Esercizio scritto 1
Riassumi il testo mostrato in due frasi.
Esercizio scritto 2
Trasforma in un elenco puntato il paragrafo del testo mostrato che inizia con "Il regista americano crea", conservandone i fatti principali.
Esercizio scritto 3
Riporta parola per parola il passo del testo mostrato che comincia con "Egli si dispera, ringhia, sempre" e termina con "di sostanze stupefacenti.".

Testo mostrato
········

Un immenso Harvey Keitel è il protagonista della pellicola,
assolutamente enorme nel ruolo dell' uomo estenuato sia fisicamente che
spiritualmente, coinvolto a 360° nel degrado metropolitano, vissuto con tutte
le contraddizioni e i paradossi della sua epoca.
Il suo corpo possente e sofferente diviene una rustica icona
di immoralità, un vero e proprio simbolo di annichilimento.
Egli si dispera, ringhia, sempre più animalesco, sempre più
irascibile, cercando di destreggiarsi come può tra i sotterranei malavitosi
della città, pedinato dall'impietoso sguardo di Abel Ferrara in regia (che
concede a Keitel praticamente più dell' 80% delle inquadrature del film), impeccabile nell' esplorare tutte le
sfaccettature della sua personalità svelandone le ossessioni e la conseguente
traiettoria decadente.
Il tenente diviene il simbolo della solitudine dell'uomo
nelle metropoli contemporanee, che ricerca emozioni sempre nuove annientandosi in ogni maniera possibile.
Il regista americano crea un ineccepibile noir dalle tinte
fosche, la cui regola fondamentale pare esser l'eccesso: partendo dalla
locandina che ritrae Keitel in un nudo integrale, passando per le perversioni
sessuali del protagonista, sino ad arrivare alle crude riprese delle iniezioni
di sostanze stupefacenti.

········

Record archiviati
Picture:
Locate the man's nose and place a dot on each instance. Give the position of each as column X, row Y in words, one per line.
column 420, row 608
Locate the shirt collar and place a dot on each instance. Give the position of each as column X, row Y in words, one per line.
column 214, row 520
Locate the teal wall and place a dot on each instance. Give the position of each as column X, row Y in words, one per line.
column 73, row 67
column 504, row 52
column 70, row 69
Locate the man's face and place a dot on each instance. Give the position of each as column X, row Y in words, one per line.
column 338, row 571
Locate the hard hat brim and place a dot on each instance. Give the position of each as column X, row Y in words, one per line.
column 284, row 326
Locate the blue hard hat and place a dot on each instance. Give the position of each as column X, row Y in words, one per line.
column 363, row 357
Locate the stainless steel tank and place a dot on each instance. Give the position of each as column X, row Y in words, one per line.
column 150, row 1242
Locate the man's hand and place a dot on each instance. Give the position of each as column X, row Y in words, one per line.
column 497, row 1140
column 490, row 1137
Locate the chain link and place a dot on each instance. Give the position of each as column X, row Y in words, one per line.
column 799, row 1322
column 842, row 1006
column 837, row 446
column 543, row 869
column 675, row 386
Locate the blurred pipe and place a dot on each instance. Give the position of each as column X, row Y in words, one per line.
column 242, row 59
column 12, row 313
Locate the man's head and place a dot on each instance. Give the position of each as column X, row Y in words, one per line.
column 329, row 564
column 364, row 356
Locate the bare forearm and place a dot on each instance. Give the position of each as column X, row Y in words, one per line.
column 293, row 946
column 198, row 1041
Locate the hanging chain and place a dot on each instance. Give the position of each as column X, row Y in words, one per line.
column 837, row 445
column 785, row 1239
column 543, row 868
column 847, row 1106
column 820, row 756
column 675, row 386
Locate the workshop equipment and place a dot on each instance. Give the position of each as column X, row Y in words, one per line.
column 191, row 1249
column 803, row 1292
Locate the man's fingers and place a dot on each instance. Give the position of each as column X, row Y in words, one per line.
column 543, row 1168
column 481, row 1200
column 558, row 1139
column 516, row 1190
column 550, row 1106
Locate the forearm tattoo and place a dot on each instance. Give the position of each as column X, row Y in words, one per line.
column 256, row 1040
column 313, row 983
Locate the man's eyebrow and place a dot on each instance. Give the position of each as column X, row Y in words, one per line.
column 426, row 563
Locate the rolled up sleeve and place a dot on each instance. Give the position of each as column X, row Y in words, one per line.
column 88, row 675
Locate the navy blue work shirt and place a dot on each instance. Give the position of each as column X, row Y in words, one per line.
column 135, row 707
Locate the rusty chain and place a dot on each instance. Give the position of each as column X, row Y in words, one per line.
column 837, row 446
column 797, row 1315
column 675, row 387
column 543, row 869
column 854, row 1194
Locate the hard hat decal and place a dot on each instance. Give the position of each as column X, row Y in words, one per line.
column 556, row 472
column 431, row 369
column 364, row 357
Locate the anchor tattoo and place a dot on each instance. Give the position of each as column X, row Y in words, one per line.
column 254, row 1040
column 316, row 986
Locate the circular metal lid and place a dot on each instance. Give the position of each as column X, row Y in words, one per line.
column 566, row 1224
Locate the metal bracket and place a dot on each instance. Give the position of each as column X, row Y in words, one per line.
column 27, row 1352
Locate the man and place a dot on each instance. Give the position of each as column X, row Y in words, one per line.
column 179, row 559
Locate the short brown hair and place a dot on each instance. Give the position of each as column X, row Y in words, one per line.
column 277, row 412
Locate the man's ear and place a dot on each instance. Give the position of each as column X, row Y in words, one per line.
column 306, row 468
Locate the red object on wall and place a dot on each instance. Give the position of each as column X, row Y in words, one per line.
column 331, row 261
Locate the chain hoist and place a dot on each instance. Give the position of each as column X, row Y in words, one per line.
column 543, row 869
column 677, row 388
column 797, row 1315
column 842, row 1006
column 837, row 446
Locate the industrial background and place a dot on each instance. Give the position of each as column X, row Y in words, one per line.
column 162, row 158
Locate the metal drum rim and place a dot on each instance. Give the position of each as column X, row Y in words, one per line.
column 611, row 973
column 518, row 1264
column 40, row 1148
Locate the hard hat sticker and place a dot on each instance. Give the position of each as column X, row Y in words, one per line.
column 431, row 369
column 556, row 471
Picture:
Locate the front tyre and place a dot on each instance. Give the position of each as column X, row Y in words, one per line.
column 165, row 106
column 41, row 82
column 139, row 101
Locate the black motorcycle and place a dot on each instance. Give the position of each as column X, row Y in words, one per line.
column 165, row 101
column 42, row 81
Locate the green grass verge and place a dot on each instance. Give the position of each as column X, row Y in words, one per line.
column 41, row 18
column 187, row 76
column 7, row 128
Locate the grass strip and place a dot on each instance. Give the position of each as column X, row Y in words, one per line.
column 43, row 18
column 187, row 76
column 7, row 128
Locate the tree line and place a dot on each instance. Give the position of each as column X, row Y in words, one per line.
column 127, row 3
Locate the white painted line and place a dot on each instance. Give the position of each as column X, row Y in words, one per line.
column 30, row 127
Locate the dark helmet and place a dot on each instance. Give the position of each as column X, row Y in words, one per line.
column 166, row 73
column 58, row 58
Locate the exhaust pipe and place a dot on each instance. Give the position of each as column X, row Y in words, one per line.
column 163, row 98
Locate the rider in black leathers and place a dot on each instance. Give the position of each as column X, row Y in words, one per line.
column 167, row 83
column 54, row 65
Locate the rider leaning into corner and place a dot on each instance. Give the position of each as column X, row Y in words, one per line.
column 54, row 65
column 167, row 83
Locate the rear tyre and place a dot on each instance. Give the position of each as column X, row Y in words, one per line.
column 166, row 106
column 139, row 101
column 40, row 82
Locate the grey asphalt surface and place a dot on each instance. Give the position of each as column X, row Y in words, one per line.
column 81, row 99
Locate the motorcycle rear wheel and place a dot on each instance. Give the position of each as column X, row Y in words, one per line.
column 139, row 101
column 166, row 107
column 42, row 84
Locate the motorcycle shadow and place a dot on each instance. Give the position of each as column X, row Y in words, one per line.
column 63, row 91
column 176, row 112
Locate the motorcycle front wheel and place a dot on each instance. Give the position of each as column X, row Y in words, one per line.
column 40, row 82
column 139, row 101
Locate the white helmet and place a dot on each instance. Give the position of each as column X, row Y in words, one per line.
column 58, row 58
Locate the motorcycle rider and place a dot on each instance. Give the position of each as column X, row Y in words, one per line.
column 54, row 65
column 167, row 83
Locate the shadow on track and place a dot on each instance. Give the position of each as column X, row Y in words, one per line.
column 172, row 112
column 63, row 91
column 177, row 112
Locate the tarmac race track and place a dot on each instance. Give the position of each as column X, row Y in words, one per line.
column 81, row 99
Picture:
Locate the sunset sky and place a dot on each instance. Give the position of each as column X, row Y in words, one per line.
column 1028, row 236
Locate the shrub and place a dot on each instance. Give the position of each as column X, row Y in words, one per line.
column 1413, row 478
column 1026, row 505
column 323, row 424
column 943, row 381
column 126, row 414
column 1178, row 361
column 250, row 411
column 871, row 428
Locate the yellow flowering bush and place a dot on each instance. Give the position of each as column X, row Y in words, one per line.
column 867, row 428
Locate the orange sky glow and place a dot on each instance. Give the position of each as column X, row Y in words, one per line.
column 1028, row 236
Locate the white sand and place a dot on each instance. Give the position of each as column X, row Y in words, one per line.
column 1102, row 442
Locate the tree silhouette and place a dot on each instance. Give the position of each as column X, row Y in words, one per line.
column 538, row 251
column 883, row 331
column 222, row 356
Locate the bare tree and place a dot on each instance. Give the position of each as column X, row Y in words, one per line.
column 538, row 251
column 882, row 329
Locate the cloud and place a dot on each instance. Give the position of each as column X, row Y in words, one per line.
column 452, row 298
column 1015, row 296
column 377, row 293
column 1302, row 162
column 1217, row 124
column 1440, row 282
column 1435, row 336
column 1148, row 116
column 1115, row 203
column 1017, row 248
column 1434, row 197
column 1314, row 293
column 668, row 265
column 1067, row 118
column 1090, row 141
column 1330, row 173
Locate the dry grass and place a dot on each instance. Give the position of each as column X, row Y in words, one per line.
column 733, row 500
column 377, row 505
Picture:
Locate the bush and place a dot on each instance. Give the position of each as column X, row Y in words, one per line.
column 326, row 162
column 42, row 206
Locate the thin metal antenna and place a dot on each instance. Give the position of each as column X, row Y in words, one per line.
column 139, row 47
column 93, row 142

········

Risposta corretta 1
Harvey Keitel interpreta in modo straordinario un tenente sfinito nel corpo e nello spirito, immerso nel degrado metropolitano, che diventa simbolo di annichilimento e della solitudine dell'uomo nelle metropoli contemporanee. Abel Ferrara, che gli dedica gran parte delle inquadrature, ne esplora le ossessioni e costruisce un noir cupo la cui regola fondamentale sembra essere l'eccesso.

Risposta corretta 2
- Il regista americano realizza un noir impeccabile dalle tinte cupe.
- La sua regola fondamentale sembra essere l'eccesso.
- L'eccesso emerge nella locandina con Keitel in un nudo integrale.
- Emerge anche nelle perversioni sessuali del protagonista.
- Infine si vede nelle crude riprese delle iniezioni di sostanze stupefacenti.

Risposta corretta 3
Egli si dispera, ringhia, sempre più animalesco, sempre più
irascibile, cercando di destreggiarsi come può tra i sotterranei malavitosi
della città, pedinato dall'impietoso sguardo di Abel Ferrara in regia (che
concede a Keitel praticamente più dell' 80% delle inquadrature del film), impeccabile nell' esplorare tutte le
sfaccettature della sua personalità svelandone le ossessioni e la conseguente
traiettoria decadente.
Il tenente diviene il simbolo della solitudine dell'uomo
nelle metropoli contemporanee, che ricerca emozioni sempre nuove annientandosi in ogni maniera possibile.
Il regista americano crea un ineccepibile noir dalle tinte
fosche, la cui regola fondamentale pare esser l'eccesso: partendo dalla
locandina che ritrae Keitel in un nudo integrale, passando per le perversioni
sessuali del protagonista, sino ad arrivare alle crude riprese delle iniezioni
di sostanze stupefacenti.